## RECORDED INFORMATION
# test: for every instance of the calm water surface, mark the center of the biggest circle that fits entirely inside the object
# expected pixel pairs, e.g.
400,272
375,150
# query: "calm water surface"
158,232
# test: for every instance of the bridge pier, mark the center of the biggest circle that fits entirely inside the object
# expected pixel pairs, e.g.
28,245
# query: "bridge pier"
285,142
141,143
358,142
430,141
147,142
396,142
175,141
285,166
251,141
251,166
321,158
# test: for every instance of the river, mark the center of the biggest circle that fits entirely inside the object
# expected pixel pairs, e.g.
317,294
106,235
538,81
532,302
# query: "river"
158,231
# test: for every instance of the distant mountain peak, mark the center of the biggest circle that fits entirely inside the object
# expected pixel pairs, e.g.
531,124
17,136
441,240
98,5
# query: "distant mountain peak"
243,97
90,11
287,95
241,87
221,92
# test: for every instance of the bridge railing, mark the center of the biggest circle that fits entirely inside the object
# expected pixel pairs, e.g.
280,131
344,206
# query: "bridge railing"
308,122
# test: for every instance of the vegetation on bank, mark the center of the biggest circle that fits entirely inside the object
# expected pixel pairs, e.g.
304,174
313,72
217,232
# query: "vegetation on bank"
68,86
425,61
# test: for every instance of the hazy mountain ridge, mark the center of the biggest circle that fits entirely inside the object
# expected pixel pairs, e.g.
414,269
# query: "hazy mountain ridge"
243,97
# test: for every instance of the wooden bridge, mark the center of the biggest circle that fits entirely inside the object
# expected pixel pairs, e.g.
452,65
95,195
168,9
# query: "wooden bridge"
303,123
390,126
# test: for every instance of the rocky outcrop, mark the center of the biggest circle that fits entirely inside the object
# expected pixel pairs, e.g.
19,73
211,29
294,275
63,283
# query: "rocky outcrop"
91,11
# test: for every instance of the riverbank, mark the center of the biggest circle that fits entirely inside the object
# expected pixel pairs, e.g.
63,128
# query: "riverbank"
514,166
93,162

## TASK REQUIREMENTS
Repeat each record above precisely as written.

## OUTPUT
# test: for every instance of the calm water surface, mark the center of the biggest circle that fits entirely inside the object
# expected pixel pairs, e.g.
400,272
375,150
# query: "calm water surface"
158,232
# test: for every instance of the bridge pier, mark the center of the biggest circle that fits entirely inside the object
# expected pixel pairs, e.g.
28,245
# query: "bridge pier"
285,142
141,143
358,142
430,141
147,142
396,142
175,141
285,166
251,141
251,166
321,158
# test: for every instance of the river, mark the center of the biggest circle that fits entirely inside the object
# expected pixel pairs, e.g.
317,294
106,235
538,81
532,302
# query: "river"
158,231
# test: for every instance of the distant mountain peak, mark the center of the biggest circle that fits entirely inside the object
# expected pixel pairs, e.g.
531,124
17,136
441,240
98,5
# query: "distant mountain peak"
243,97
90,11
287,95
241,87
221,92
# test: for every instance of the bridge railing, mark the center of the biggest circle that fits entirely inside the object
# expected pixel pairs, e.g.
280,131
344,206
# query: "bridge railing"
308,122
# test: for every instance of the vegetation on bank, mark the center of the biggest circle that fits entirely inside the object
# expected pixel pairs, e.g.
304,174
313,72
217,232
# query: "vegetation on bank"
68,86
425,61
# test: for every instance of the hazy mountain ridge, mark the center of the biggest circle that fits entirely inside the object
# expected pixel pairs, e.g.
414,269
# query: "hazy mountain ridge"
243,97
# test: for every instance of the wooden bridge, mark the center of the biggest circle that fits entirely inside the object
# expected pixel pairs, e.g.
452,65
95,195
168,9
# query: "wooden bridge"
303,123
390,126
# test: for every instance of the rocky outcrop, mark the center of the biggest circle that fits entirely inside the object
# expected pixel pairs, e.g.
19,73
211,29
294,275
63,283
# query: "rocky outcrop"
91,11
# test: for every instance of the riverbank, mark the center of the biggest circle that fits entirely inside the object
# expected pixel pairs, e.g.
63,128
# query: "riverbank"
514,166
93,162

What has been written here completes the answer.